PROBLEM DESCRIPTION =>
The entries below should be set down again exactly, with every picture left out.

Dataset records
---

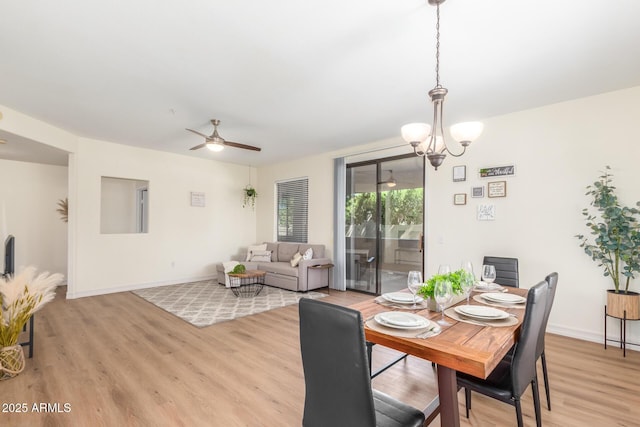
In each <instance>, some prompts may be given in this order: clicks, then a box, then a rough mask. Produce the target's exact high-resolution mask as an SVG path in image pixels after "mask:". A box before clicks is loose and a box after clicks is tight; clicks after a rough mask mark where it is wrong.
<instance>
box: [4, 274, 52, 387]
mask: <svg viewBox="0 0 640 427" xmlns="http://www.w3.org/2000/svg"><path fill="white" fill-rule="evenodd" d="M62 279H63V276H62V274H59V273H56V274H49V273H47V272H45V273H41V274H39V275H37V276H36V269H35V267H27V268H25V269H24V271H22V272H21V273H20V274H18V275H16V276H11V275H10V276H7V277H6V278H2V277H0V381H1V380H5V379H8V378H13V377H15V376H16V375H18V374H19V373H20V372H22V371H23V370H24V366H25V360H24V353H23V352H22V346H21V345H20V344H19V343H18V338H19V337H20V333H21V332H22V331H23V330H24V326H25V324H26V323H27V321H28V320H29V318H30V317H31V316H32V315H33V313H35V312H36V311H38V310H40V309H41V308H42V306H43V305H45V304H46V303H48V302H49V301H51V300H52V299H53V298H55V295H56V287H57V286H58V284H59V283H60V282H61V281H62Z"/></svg>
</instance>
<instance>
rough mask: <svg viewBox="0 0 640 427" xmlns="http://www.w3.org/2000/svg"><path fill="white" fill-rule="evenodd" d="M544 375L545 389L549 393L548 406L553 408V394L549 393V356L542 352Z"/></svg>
mask: <svg viewBox="0 0 640 427" xmlns="http://www.w3.org/2000/svg"><path fill="white" fill-rule="evenodd" d="M542 375H543V376H544V391H545V394H546V395H547V408H548V409H549V410H551V395H550V394H549V373H548V372H547V358H546V356H545V354H544V351H543V352H542Z"/></svg>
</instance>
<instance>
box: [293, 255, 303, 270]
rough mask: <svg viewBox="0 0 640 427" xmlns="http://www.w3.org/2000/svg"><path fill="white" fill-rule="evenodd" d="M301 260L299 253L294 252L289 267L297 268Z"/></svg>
mask: <svg viewBox="0 0 640 427" xmlns="http://www.w3.org/2000/svg"><path fill="white" fill-rule="evenodd" d="M301 259H302V255H301V254H300V252H296V253H295V254H294V255H293V258H291V267H297V266H298V264H299V263H300V260H301Z"/></svg>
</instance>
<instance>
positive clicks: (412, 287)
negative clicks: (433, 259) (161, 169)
mask: <svg viewBox="0 0 640 427" xmlns="http://www.w3.org/2000/svg"><path fill="white" fill-rule="evenodd" d="M407 287H408V288H409V292H411V293H412V294H413V307H412V308H417V305H416V294H417V293H418V291H419V290H420V288H421V287H422V272H420V271H410V272H409V275H408V276H407Z"/></svg>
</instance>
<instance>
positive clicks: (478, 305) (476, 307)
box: [453, 305, 509, 320]
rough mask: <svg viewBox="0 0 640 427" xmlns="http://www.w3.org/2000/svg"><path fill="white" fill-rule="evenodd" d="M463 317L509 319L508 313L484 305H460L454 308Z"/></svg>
mask: <svg viewBox="0 0 640 427" xmlns="http://www.w3.org/2000/svg"><path fill="white" fill-rule="evenodd" d="M453 309H454V310H455V312H456V313H458V314H459V315H461V316H463V317H473V318H475V319H481V320H501V319H506V318H507V317H509V313H507V312H506V311H502V310H498V309H497V308H493V307H487V306H484V305H460V306H456V307H454V308H453Z"/></svg>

---

REPLY =>
In each <instance>, some prompts may be given in this order: clicks, then a box, then a rough mask. Produce the target's exact high-resolution mask as an SVG path in image pixels after "mask:". A box before clicks is loose and a box after clicks is tight; clicks after a rough mask mark where it is wrong.
<instance>
box: [4, 274, 52, 387]
mask: <svg viewBox="0 0 640 427" xmlns="http://www.w3.org/2000/svg"><path fill="white" fill-rule="evenodd" d="M62 279H63V276H62V274H59V273H56V274H49V273H47V272H45V273H41V274H39V275H37V276H36V269H35V267H27V268H25V269H24V271H22V272H21V273H20V274H18V275H16V276H11V275H10V276H7V277H6V278H2V277H0V381H1V380H5V379H8V378H13V377H15V376H16V375H18V374H19V373H20V372H22V371H23V370H24V366H25V360H24V353H23V352H22V346H21V345H20V344H19V343H18V338H19V337H20V333H21V332H22V331H23V330H24V326H25V324H26V323H27V321H28V320H29V318H30V317H31V316H32V315H33V313H35V312H36V311H38V310H40V309H41V308H42V306H43V305H45V304H46V303H48V302H49V301H51V300H52V299H53V298H55V295H56V287H57V286H58V284H59V283H60V282H61V281H62Z"/></svg>
</instance>
<instance>
rough mask: <svg viewBox="0 0 640 427" xmlns="http://www.w3.org/2000/svg"><path fill="white" fill-rule="evenodd" d="M544 375L545 389L549 393L548 406L553 408V394L549 393V356L542 352Z"/></svg>
mask: <svg viewBox="0 0 640 427" xmlns="http://www.w3.org/2000/svg"><path fill="white" fill-rule="evenodd" d="M542 375H543V376H544V391H545V394H546V395H547V408H548V409H549V410H551V395H550V394H549V373H548V372H547V358H546V356H545V354H544V351H543V352H542Z"/></svg>
</instance>
<instance>
box: [293, 255, 303, 270]
rough mask: <svg viewBox="0 0 640 427" xmlns="http://www.w3.org/2000/svg"><path fill="white" fill-rule="evenodd" d="M301 260L299 253L294 252L289 267L297 268Z"/></svg>
mask: <svg viewBox="0 0 640 427" xmlns="http://www.w3.org/2000/svg"><path fill="white" fill-rule="evenodd" d="M301 259H302V255H301V254H300V252H296V253H295V254H294V255H293V258H291V267H297V266H298V264H299V263H300V260H301Z"/></svg>
</instance>
<instance>
positive clicks: (412, 287)
negative clicks: (433, 259) (161, 169)
mask: <svg viewBox="0 0 640 427" xmlns="http://www.w3.org/2000/svg"><path fill="white" fill-rule="evenodd" d="M407 287H408V288H409V292H411V293H412V294H413V307H412V308H417V305H416V294H417V293H418V291H419V290H420V288H421V287H422V272H420V271H410V272H409V275H408V276H407Z"/></svg>
</instance>
<instance>
positive clicks: (478, 305) (476, 307)
box: [453, 305, 509, 320]
rough mask: <svg viewBox="0 0 640 427" xmlns="http://www.w3.org/2000/svg"><path fill="white" fill-rule="evenodd" d="M463 317L509 319L508 313L484 305H460L454 308Z"/></svg>
mask: <svg viewBox="0 0 640 427" xmlns="http://www.w3.org/2000/svg"><path fill="white" fill-rule="evenodd" d="M453 309H454V310H455V312H456V313H458V314H459V315H461V316H463V317H473V318H475V319H481V320H501V319H506V318H507V317H509V313H507V312H506V311H502V310H498V309H497V308H493V307H487V306H484V305H460V306H456V307H454V308H453Z"/></svg>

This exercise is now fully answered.